──────── Source

Tip: To change a data pipeline to include deleted records and include all marked for deletion, not just those deleted since the last synchronization, you can drop the target table in the destination. The next time AutoSync synchronizes, it does a full reload.

Learn more about Salesforce connection configuration.

Changes to column scale. precision, or character limit in Salesforce

The following Salesforce usage is prerequisite to understanding AutoSync reconciliation:

Precision is the total digits allowed in a numeric field.
Scale is the number of digits to the right of the decimal point in a numeric field.
Text fields have a character limit and Salesforce uses 3 bytes to store each character. The corresponding character limit in the target will be 3 times the Salesforce limit.

Data pipelines with Salesforce as a source and Amazon Redshift, Snowflake, or Google BigQuery as a target can reconcile increases to scale or precision for numeric fields and increases to character limits for text fields. AutoSync cannot reconcile reductions in scale, precision, or character length because it cannot transform existing data in the target to have fewer digits, fewer decimal places, or characters.

If you increase the scale, precision, or character limit of a field in Salesforce, AutoSync will modify the corresponding target column. Existing data in the target remains the same. AutoSync synchronizes new or changed data using the updated constraints.

────────────────

**List of tasks:**
1. According to the AutoSync text, which target platforms can reconcile increases to scale, precision, or character limits in data pipelines with Salesforce as a source? List each one.
2. Answer these questions from the AutoSync text:
(a) How many bytes does Salesforce use to store each character?
(b) What happens the next time AutoSync synchronizes after the target table is dropped?
(c) What happens to existing data in the target when a field's scale, precision, or character limit is increased in Salesforce?
3. Extend the AutoSync text on Salesforce field changes, picking up after its final sentence.

──────── Supplied entries

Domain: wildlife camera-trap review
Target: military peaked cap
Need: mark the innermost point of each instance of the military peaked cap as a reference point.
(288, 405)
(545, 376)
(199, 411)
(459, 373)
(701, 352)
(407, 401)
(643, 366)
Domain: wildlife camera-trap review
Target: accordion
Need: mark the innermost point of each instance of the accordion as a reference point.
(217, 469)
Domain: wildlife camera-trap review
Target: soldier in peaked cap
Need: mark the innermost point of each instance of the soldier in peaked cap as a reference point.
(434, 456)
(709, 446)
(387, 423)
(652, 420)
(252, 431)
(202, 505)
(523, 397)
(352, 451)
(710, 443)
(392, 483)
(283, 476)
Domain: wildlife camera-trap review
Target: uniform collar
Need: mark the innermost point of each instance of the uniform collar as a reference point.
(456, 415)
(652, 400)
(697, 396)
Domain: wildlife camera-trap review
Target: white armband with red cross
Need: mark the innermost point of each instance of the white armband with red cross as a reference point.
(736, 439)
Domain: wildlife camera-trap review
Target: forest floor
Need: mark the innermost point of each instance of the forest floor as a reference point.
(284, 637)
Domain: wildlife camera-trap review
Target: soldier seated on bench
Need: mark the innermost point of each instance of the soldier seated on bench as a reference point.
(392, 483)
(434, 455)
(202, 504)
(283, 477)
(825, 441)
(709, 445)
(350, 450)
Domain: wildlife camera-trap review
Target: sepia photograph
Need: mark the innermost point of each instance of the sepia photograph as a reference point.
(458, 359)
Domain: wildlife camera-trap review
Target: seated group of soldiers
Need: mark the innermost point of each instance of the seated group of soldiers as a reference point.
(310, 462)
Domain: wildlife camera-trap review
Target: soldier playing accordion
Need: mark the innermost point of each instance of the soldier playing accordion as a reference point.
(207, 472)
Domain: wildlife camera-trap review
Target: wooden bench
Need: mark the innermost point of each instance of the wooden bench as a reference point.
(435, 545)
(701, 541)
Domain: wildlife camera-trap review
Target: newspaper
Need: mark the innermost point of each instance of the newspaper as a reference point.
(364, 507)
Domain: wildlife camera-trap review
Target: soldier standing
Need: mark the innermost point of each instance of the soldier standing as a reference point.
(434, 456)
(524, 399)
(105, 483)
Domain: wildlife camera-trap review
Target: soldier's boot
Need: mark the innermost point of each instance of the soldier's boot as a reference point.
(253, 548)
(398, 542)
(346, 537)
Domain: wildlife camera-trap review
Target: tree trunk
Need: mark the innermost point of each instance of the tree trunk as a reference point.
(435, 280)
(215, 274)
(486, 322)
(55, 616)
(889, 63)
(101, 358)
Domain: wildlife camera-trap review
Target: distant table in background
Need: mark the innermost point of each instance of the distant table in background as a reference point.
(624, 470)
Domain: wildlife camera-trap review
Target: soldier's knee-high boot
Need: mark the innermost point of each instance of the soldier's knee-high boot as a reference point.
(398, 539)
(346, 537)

────────────────

**The answers:**
1.
Amazon Redshift
Snowflake
Google BigQuery

2.
(a) Salesforce uses 3 bytes to store each character.
(b) AutoSync does a full reload.
(c) Existing data in the target remains the same.

3.
Important: AutoSync can only modify the scale, precision, or character limit to the largest size supported by the target. If a constraint in Salesforce is raised to a larger value than the target supports, AutoSync increases the target constraint to the maximum size. Be aware that this can result in data loss because AutoSync must truncate data that exceeds the size of the target constraint.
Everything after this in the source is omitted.